Work request
Copy all the records word for word, apart from any pictures.

(Saved entries)
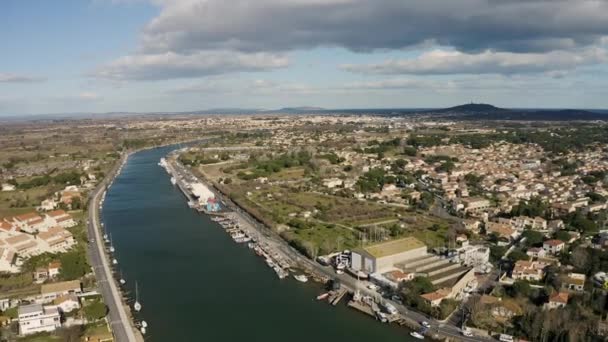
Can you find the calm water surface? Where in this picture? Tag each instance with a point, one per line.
(196, 284)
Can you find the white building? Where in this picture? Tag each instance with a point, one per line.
(553, 246)
(8, 187)
(473, 256)
(35, 318)
(60, 218)
(48, 204)
(382, 257)
(67, 303)
(57, 240)
(201, 192)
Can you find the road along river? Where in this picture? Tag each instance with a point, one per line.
(196, 284)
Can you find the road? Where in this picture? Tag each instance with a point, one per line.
(277, 243)
(117, 315)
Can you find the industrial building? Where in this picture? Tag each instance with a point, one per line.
(382, 257)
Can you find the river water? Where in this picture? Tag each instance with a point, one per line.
(196, 284)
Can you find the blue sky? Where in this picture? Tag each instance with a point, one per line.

Completed exercise
Can you find the calm water surface? Where in this picture? Tag each instance with a point, one per line.
(196, 284)
Can you find the white building? Where in this picture? Tag each instance with a point, one per line.
(553, 246)
(8, 187)
(473, 256)
(35, 318)
(60, 218)
(48, 204)
(382, 257)
(67, 303)
(57, 240)
(201, 192)
Can you find the road along river? Where in this picture? Tag each instance with a point, one per line.
(196, 284)
Can you find the road? Where in this picture? Tag each instance with a point, one per line.
(277, 243)
(117, 315)
Can you find the industrial building? Where in this picture? Tag each instance with a point, one per line.
(382, 257)
Can you find the river water? Where in this picture? Tag each instance with a point, one per line.
(196, 284)
Can you find the blue sky? Where in this picture? Tag each instance with a point, one per line.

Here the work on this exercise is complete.